(Natural language region descriptions)
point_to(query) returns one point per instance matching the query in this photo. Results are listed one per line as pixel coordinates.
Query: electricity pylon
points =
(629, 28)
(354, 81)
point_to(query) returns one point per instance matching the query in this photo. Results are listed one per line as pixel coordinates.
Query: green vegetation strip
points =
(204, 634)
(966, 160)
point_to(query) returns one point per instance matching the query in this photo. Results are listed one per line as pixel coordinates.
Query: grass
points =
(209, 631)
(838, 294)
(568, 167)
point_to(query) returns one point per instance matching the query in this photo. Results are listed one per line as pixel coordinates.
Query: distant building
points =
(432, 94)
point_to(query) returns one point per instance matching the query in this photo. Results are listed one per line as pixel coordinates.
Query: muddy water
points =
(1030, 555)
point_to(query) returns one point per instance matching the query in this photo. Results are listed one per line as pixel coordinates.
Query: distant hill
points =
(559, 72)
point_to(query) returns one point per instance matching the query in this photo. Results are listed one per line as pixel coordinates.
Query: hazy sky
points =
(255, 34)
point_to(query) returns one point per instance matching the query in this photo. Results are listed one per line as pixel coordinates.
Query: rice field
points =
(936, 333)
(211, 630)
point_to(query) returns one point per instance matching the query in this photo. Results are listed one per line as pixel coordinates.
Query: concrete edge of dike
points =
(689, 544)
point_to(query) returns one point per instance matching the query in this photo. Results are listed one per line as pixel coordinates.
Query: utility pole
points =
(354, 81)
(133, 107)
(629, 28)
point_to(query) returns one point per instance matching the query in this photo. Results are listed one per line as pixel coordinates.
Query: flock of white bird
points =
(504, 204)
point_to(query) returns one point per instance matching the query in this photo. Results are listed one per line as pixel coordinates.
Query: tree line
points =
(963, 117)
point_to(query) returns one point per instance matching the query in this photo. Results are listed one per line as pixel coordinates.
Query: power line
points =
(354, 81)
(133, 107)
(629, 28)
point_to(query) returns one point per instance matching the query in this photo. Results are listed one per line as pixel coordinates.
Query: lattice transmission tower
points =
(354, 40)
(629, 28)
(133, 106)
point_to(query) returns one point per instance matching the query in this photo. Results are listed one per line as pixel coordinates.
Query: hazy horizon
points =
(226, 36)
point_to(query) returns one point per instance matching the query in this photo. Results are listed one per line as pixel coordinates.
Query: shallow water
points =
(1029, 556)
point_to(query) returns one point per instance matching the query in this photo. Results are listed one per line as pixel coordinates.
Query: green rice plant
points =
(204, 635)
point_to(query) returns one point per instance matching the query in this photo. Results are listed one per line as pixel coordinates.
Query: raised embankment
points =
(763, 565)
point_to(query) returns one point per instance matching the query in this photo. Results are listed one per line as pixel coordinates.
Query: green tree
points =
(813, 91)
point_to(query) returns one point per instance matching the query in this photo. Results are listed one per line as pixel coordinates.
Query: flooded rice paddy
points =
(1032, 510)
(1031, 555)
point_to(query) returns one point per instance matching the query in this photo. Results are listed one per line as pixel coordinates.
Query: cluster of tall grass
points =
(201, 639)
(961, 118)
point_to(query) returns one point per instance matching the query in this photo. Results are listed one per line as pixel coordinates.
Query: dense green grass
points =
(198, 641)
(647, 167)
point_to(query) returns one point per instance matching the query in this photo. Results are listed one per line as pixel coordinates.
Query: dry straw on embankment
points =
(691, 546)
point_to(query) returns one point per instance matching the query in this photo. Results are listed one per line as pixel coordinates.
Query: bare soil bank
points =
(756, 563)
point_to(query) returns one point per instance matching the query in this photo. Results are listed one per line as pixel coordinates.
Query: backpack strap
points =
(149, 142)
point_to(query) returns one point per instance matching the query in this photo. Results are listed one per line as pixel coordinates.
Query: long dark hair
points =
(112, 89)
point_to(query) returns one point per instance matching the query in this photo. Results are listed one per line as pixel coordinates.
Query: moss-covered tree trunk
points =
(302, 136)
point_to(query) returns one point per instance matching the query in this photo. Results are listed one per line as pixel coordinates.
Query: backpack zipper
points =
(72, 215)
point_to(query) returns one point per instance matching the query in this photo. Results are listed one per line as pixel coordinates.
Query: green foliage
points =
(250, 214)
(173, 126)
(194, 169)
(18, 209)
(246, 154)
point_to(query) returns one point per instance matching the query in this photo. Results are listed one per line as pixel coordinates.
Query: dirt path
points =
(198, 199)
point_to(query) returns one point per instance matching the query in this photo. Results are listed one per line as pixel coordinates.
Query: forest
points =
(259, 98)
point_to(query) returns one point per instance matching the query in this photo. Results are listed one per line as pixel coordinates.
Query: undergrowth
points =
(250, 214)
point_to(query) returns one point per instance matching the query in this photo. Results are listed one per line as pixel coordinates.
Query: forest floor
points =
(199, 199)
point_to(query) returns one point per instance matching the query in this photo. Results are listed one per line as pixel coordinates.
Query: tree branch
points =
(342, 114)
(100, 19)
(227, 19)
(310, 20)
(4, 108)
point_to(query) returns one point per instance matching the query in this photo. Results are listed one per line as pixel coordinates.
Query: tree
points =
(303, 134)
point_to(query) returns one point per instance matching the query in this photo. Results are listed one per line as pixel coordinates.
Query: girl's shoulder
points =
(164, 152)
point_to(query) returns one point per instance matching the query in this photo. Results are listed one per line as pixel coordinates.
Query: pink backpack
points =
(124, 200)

EXERCISE GOAL
Copy out the full set of records precisely, leaving nothing out.

OUTPUT FOR THIS EXERCISE
point_to(query) returns one point per instance matching the query in this photo. Results are listed one per line as pixel coordinates.
Query: electricity pylon
points =
(629, 28)
(354, 81)
point_to(query) returns one point per instance matching the query in this photo. Results are listed one per line as pixel coordinates.
Query: green vegetation strip
points =
(204, 634)
(966, 160)
point_to(query) returns one point per instance matching the query in this photo. Results are listed one per line as pixel coordinates.
Query: grass
points =
(209, 631)
(838, 294)
(568, 167)
point_to(query) returns one point per instance matching the query in this photo. Results are listed one per line as pixel coordinates.
Query: distant building
points =
(432, 94)
point_to(query) returns one point per instance matching the query in this photo. Results are listed one per line as pixel coordinates.
Query: muddy water
points =
(1030, 555)
point_to(query) returns one point per instance matching the query in this photo. Results are listed one per line as pixel coordinates.
Query: distant hill
points =
(559, 72)
point_to(query) returns one point per instance matching the query in this photo. Results are listed one per line as pixel coordinates.
Query: hazy sky
points =
(255, 34)
point_to(query) returns one point per instance matching the query in this photo. Results are listed one per line as pixel coordinates.
Query: rice field
points =
(936, 333)
(211, 630)
point_to(query) returns one point per instance matching the query in this photo. Results are listed one per line as pixel coordinates.
Query: concrete edge of dike
points =
(689, 544)
point_to(query) returns one point per instance matching the query in this photo. Results are listed one per line as pixel coordinates.
Query: utility pole
points =
(354, 81)
(133, 107)
(629, 28)
point_to(query) returns one point per instance matching the query in this photo. Results are listed one per line as pixel coordinates.
Query: flock of white bird
points =
(504, 204)
point_to(query) returns one point per instance matching the query in this photo. Results are listed one per line as pixel coordinates.
Query: tree line
points =
(963, 117)
point_to(query) returns one point per instance matching the query in this photo. Results are listed one per line as pixel coordinates.
Query: power line
points =
(354, 81)
(133, 107)
(629, 28)
point_to(query) returns one point per instance matching the query in this photo. Results are listed one per line as pixel coordinates.
Query: lattice transmission tower
points =
(354, 40)
(629, 28)
(133, 106)
point_to(query) returns one point per instance matching the query in this photo. Results are listed one per line as pixel coordinates.
Query: hazy horizon
points =
(226, 36)
point_to(query) returns one point per instance matching the query in this photo. Results are listed one per line as pixel coordinates.
Query: shallow water
points =
(1029, 556)
point_to(query) returns one point per instance matching the query in this photo. Results are listed one per line as pixel coordinates.
Query: green rice plant
points =
(204, 635)
point_to(query) returns one point per instance matching the query in this photo. Results are listed one per line as pixel coordinates.
Query: raised embankment
points =
(763, 565)
point_to(query) returns one point per instance matching the query in this photo. Results are listed one per line as pixel coordinates.
Query: green tree
points =
(813, 91)
point_to(query) returns one point per instance matching the query in this photo. Results are listed one per line as pixel coordinates.
Query: flooded rice paddy
points =
(1032, 510)
(1031, 555)
point_to(query) returns one point per instance matching the query in this photo. Results are listed one per line as pixel coordinates.
Query: cluster of tall grass
points =
(201, 639)
(961, 118)
point_to(query) returns one point per instance matching the query in this photo. Results are listed one per line as pixel coordinates.
Query: dense green grass
points =
(198, 641)
(647, 167)
point_to(query) returns one point per instance matching the query in this photo. Results are listed one per line as pixel coordinates.
Query: dry straw on embankment
points =
(691, 546)
point_to(query) returns one point per instance matching the query in this photo. Results are listed one per line as pixel coordinates.
Query: bare soil bank
points =
(756, 563)
point_to(query) returns one point per instance matching the query in this photo. Results are listed one per line as pixel coordinates.
Query: backpack strap
points =
(149, 142)
point_to(query) returns one point per instance matching the query in this photo. Results are listed one per line as pixel coordinates.
Query: long dark hair
points =
(112, 89)
point_to(query) returns one point per instance matching the query in this photo. Results are listed one per line as pixel coordinates.
Query: moss-covered tree trunk
points =
(302, 136)
point_to(query) returns one point per instance matching the query in this photo. Results are listed one per line as pixel coordinates.
Query: backpack zipper
points =
(72, 215)
point_to(query) returns one point per instance matching the query in this photo. Results are listed one per line as pixel coordinates.
Query: green foliage
points =
(250, 214)
(173, 126)
(194, 169)
(18, 209)
(246, 154)
point_to(query) returns one point per instance matching the query in this photo. Results are listed one per line as pixel coordinates.
Query: dirt path
points =
(198, 199)
point_to(query) returns one point per instance matching the query in this photo. Results are listed one per line as pixel coordinates.
Query: forest
points =
(259, 98)
point_to(query) returns one point per instance matching the query in this photo. Results are listed one per line as pixel coordinates.
Query: undergrowth
points =
(250, 214)
point_to(query) returns one point per instance matching the query in this photo. Results are listed one per line as pixel coordinates.
Query: forest floor
points =
(199, 199)
point_to(query) returns one point per instance matching the query in this photo. Results are listed one per line as pixel coordinates.
Query: tree branch
points =
(342, 114)
(100, 19)
(227, 19)
(310, 20)
(4, 108)
point_to(query) returns one point per instance matching the query in this photo. Results are listed one per line as pixel coordinates.
Query: tree
points =
(303, 134)
point_to(query) returns one point per instance matching the query in this photo. Results are listed one per line as pixel coordinates.
Query: girl's shoulder
points =
(164, 152)
point_to(query) returns one point per instance matching the query in this photo. Results are listed one per line as pixel coordinates.
Query: pink backpack
points =
(124, 200)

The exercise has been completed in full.